--- SHORT PROBLEM ---
Reproduce the data below with every "keypoint" changed to "marker" and nothing else altered. Leave the pictures out of your output.
-- start --
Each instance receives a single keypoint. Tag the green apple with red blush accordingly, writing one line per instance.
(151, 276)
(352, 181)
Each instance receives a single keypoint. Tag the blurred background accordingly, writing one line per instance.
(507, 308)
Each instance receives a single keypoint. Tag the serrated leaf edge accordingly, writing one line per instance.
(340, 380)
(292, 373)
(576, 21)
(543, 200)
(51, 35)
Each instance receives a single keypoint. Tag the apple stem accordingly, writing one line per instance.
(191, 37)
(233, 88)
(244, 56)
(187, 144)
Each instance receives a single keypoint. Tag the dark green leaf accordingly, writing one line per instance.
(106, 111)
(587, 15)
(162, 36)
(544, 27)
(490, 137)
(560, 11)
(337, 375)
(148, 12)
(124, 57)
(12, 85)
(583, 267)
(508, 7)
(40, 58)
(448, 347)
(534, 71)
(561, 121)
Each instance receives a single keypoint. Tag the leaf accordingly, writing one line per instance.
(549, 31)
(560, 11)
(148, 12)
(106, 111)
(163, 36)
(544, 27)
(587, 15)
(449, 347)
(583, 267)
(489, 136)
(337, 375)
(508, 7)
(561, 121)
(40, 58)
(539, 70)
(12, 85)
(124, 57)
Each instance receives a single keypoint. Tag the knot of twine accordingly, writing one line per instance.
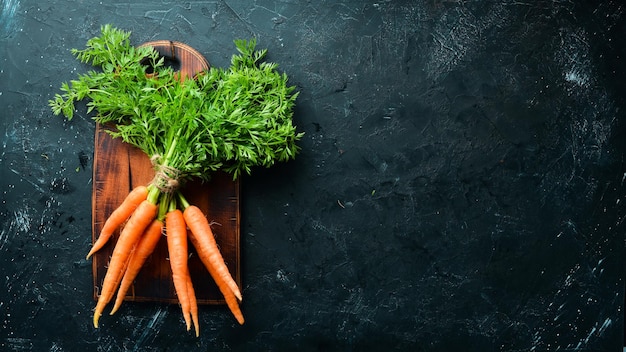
(166, 177)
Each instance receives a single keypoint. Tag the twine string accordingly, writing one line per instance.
(166, 177)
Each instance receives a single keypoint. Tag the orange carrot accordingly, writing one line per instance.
(135, 227)
(177, 248)
(119, 215)
(233, 304)
(142, 251)
(202, 238)
(193, 305)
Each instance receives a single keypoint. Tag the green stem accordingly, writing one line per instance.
(183, 202)
(153, 194)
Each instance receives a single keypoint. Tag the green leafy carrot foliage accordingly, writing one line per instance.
(231, 119)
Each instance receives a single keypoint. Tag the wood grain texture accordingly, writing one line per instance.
(119, 167)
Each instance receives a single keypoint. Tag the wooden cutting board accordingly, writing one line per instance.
(119, 167)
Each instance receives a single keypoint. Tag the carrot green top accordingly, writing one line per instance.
(230, 119)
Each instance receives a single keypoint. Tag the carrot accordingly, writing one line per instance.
(177, 248)
(118, 216)
(193, 305)
(142, 251)
(138, 222)
(233, 304)
(203, 240)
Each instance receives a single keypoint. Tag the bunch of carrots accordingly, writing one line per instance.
(228, 119)
(144, 223)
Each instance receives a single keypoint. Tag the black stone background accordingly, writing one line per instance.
(460, 186)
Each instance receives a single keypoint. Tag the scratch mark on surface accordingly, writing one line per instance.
(7, 17)
(156, 320)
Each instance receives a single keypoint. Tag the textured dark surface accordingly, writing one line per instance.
-- end --
--- FULL RESPONSE ---
Each instance receives a single marker. Tag the green apple with red blush accordingly, writing one line per instance.
(151, 276)
(352, 181)
Each instance receives a single marker. Tag the blurred background accordingly, writing one line per instance.
(507, 308)
Each instance receives a single marker. Tag the serrated leaf edge accordingly, writing one line per instance.
(340, 380)
(292, 373)
(576, 21)
(543, 200)
(51, 35)
Each instance receives a single marker. Tag the apple stem accordingly, writing one line per instance.
(191, 37)
(233, 88)
(244, 56)
(187, 144)
Each instance receives a single marker. Tag the dark green leaf accordingly, writing one line per instance.
(106, 111)
(587, 15)
(162, 36)
(544, 27)
(490, 137)
(560, 11)
(337, 375)
(148, 12)
(124, 57)
(12, 85)
(583, 267)
(508, 7)
(40, 58)
(448, 347)
(534, 71)
(561, 121)
Each instance receives a single marker. Tag the leaf accordingly, writing one line per instance.
(549, 31)
(560, 11)
(148, 12)
(106, 111)
(163, 36)
(544, 27)
(587, 15)
(449, 347)
(583, 267)
(489, 136)
(337, 375)
(508, 7)
(561, 121)
(40, 58)
(539, 70)
(12, 85)
(124, 57)
Each instance receives a single marker. Tag the knot of twine accordingly, writing one line per instance.
(166, 177)
Each instance receives a single marker. Tag the twine string accordingly, writing one line per instance.
(166, 177)
Each instance receives a single marker. Tag the orange carrot accordingly, writing one line per instance.
(135, 227)
(177, 248)
(119, 215)
(233, 304)
(142, 251)
(202, 238)
(193, 305)
Each instance receives a single marker. Tag the green stem accordingly, writing one line per instance.
(183, 202)
(153, 194)
Each instance receives a single marker. Tag the green leafy carrot foliage accordingly, writing one line per instance.
(231, 119)
Each instance receives a single marker. Tag the wood grain texture accordingly, writing one line per instance.
(119, 167)
Each instance receives a single marker. Tag the wooden cutting board accordingly, writing one line per instance.
(119, 167)
Each instance receives a single marker. Tag the carrot green top accordingly, writing one line per instance.
(230, 119)
Each instance receives a single marker. Tag the carrot accordingly, writing one line per instance.
(177, 248)
(118, 216)
(193, 305)
(142, 251)
(138, 222)
(233, 304)
(203, 240)
Each instance receives a single marker. Tag the bunch of carrots accordingly, writing one line per instance.
(228, 119)
(144, 223)
Each instance receives a single marker. Tag the black stone background accordingly, writing one line per instance.
(460, 186)
Each instance receives a single marker. Tag the scratch mark on surface accordingly, writing one line per instance.
(7, 17)
(156, 320)
Each instance receives a single marker. Tag the textured dark surface accordingly, writing one line per instance.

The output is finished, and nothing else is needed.